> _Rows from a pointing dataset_
»»

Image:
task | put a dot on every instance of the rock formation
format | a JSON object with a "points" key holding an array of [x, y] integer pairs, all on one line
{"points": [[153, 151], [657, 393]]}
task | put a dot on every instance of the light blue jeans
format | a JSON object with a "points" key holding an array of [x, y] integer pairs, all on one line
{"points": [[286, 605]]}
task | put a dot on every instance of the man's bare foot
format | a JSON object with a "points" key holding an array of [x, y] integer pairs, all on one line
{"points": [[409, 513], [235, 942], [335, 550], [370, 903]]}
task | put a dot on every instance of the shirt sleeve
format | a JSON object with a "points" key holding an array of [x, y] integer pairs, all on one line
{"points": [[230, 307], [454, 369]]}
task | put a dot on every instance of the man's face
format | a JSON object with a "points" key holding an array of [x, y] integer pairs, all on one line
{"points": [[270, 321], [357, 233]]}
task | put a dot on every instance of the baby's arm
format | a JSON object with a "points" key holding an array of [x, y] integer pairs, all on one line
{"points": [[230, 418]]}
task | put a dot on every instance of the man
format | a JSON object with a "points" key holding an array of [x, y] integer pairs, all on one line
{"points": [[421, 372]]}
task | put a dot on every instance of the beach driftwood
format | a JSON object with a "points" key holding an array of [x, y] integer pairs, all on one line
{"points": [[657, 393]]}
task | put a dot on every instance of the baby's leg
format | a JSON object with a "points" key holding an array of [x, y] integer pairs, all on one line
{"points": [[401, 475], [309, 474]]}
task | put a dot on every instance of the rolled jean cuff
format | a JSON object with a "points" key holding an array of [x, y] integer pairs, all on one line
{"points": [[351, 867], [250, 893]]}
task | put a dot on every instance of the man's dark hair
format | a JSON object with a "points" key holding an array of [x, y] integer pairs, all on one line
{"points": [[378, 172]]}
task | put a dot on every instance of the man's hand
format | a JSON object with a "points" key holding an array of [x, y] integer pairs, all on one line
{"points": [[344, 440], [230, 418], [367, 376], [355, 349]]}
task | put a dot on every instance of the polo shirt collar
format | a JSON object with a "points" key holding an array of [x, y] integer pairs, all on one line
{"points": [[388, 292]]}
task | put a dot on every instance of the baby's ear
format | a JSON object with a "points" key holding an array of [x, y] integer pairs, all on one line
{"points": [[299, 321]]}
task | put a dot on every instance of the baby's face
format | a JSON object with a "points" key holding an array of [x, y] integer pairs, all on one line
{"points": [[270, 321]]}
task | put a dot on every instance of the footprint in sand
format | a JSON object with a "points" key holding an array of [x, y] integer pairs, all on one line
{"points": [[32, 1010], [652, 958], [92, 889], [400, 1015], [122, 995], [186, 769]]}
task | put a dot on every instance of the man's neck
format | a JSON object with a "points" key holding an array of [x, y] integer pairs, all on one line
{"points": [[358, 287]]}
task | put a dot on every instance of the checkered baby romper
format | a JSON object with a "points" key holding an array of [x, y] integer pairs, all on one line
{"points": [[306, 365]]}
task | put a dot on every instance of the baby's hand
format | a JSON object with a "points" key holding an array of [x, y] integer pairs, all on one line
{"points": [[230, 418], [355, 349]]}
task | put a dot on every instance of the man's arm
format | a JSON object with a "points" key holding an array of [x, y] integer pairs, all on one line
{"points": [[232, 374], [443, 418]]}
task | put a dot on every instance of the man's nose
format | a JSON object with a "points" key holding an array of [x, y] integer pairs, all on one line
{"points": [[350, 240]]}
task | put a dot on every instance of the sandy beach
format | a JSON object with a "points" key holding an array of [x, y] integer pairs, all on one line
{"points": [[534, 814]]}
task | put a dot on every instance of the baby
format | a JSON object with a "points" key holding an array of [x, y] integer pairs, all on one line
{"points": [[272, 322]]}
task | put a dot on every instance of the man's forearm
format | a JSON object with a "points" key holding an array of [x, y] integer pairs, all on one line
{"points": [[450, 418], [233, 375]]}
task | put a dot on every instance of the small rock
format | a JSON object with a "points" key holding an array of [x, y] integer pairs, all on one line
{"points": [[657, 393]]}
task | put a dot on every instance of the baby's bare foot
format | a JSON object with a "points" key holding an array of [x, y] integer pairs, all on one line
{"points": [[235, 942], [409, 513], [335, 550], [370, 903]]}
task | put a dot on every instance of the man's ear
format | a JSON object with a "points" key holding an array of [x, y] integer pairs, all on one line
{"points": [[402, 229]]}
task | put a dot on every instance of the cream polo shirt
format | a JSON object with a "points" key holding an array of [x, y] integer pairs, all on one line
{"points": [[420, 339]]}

««

> _Written task_
Copy out every row above word for word, changing nothing.

> _Output below_
Image:
task | put a dot on every instance of the rock formation
format | a JSON object with a "points" key holding an array of [x, y] integer pairs, all on one line
{"points": [[153, 151], [657, 393]]}
task | put a dot on every instance of the light blue jeans
format | a JSON object with a "points" key holding an array of [x, y] integer pairs, all on one line
{"points": [[286, 605]]}
task | put a dot on every instance of the man's bare foot
format | a JSON object with a "points" key holding an array of [x, y] integer pairs, all on one line
{"points": [[409, 513], [235, 942], [335, 550], [370, 903]]}
task | put a dot on every instance of the shirt sleeve
format | a JSON object with a "points" key holding an array of [x, y] integer pairs, all on one line
{"points": [[230, 307], [454, 369]]}
task | put a dot on every instance of the man's face
format | a JSON object with a "points" key holding an array of [x, y] integer pairs, all on one line
{"points": [[270, 321], [357, 233]]}
task | put a dot on every instance of the baby's arm
format | a JSON object with a "points" key holding an array of [x, y] integer pairs, all on one line
{"points": [[230, 418]]}
task | put a dot on every instance of the man
format | a JSON object with a "points" key holding an array of [x, y] integer pairs, all on one line
{"points": [[421, 372]]}
task | put a dot on every instance of the beach driftwood
format | a JSON object with a "points" key holding an array of [x, y] integer pairs, all on one line
{"points": [[657, 393]]}
task | put a dot on every instance of the baby's leg
format | a JSON object with a "points" key holding an array of [x, y] integer pairs, all on one line
{"points": [[401, 475], [309, 474]]}
task | put a dot on every instance of the rolled jean cuff
format | a JSON object with a "points" key holding an array of [x, y] integer pairs, all on one line
{"points": [[351, 867], [250, 893]]}
task | put a dot on every instance of the man's dark hair
format | a JSON object with a "points" key holding an array of [x, y] integer pairs, all on one line
{"points": [[378, 172]]}
task | put a dot on every instance of the man's hand
format | a JSON object with a "points" key holding an array of [x, y] integer pairs, all on one line
{"points": [[344, 440], [230, 418], [367, 376], [355, 349]]}
task | put a dot on every instance of the polo shirt collar
format | a JSON object with a "points" key holding an array of [x, y] integer pairs, all on one line
{"points": [[388, 292]]}
task | put a dot on every instance of the baby's ear
format | a JSON object with a "points" key holding an array of [x, y] integer pairs, all on one line
{"points": [[299, 321]]}
task | put a dot on every instance of the baby's face
format | a JSON object with a "points" key holding an array of [x, y] integer pairs, all on one line
{"points": [[270, 321]]}
task | put a dot on every instance of the footprint in sand
format | a JSON object with a "points" key holding an array of [x, y] integer pairs, all on one line
{"points": [[32, 1010], [652, 958], [92, 889], [400, 1015], [122, 995], [186, 769]]}
task | put a dot on every instance of the man's neck
format | a JSON object with a "points" key holding an array of [x, y] integer pairs, all on one line
{"points": [[358, 287]]}
task | put a dot on every instance of the checkered baby romper
format | a JSON object with a "points" key holding an array of [x, y] integer pairs, all on one line
{"points": [[306, 365]]}
task | put a dot on every instance of the baby's hand
format | a JSON object with a "points" key holding an array of [x, y] integer pairs, all on one line
{"points": [[230, 418], [355, 349]]}
task | put a dot on every instance of the man's arm
format | a JSON object with a "points" key holding an array of [x, y] integer pairs, all on one line
{"points": [[232, 374], [443, 418]]}
task | put a dot on every instance of the man's nose
format | a JSON object with a "points" key holding an array of [x, y] integer pairs, all on one line
{"points": [[350, 240]]}
task | put a dot on every instance of the sandy beach
format | a JSON object with a "points" key holding an array of [x, y] integer pairs, all on one line
{"points": [[534, 814]]}
task | put a dot on every instance of the baby
format | a JSON object with a "points" key holding an array of [x, y] integer pairs, all on one line
{"points": [[272, 322]]}
task | put a dot on every instance of the man's forearm
format | a JSON object with a "points" key holding an array of [x, y] integer pairs, all on one line
{"points": [[450, 418], [233, 375]]}
task | put a dot on every instance of the small rock
format | a JSON object with a "points" key holding an array of [x, y] integer pairs, all on one line
{"points": [[657, 393]]}
task | put a dot on every instance of the baby's bare foot
format | a JSON object with a "points" key holding an array of [x, y] integer pairs, all on one line
{"points": [[235, 942], [409, 513], [335, 550], [370, 903]]}
task | put a dot on every instance of the man's ear
format | a JSON object with a "points" key holding an array of [x, y] integer pairs, all on one line
{"points": [[402, 229]]}
task | put a dot on every instance of the cream polo shirt
format | a JSON object with a "points" key holding an array of [x, y] integer pairs, all on one line
{"points": [[420, 339]]}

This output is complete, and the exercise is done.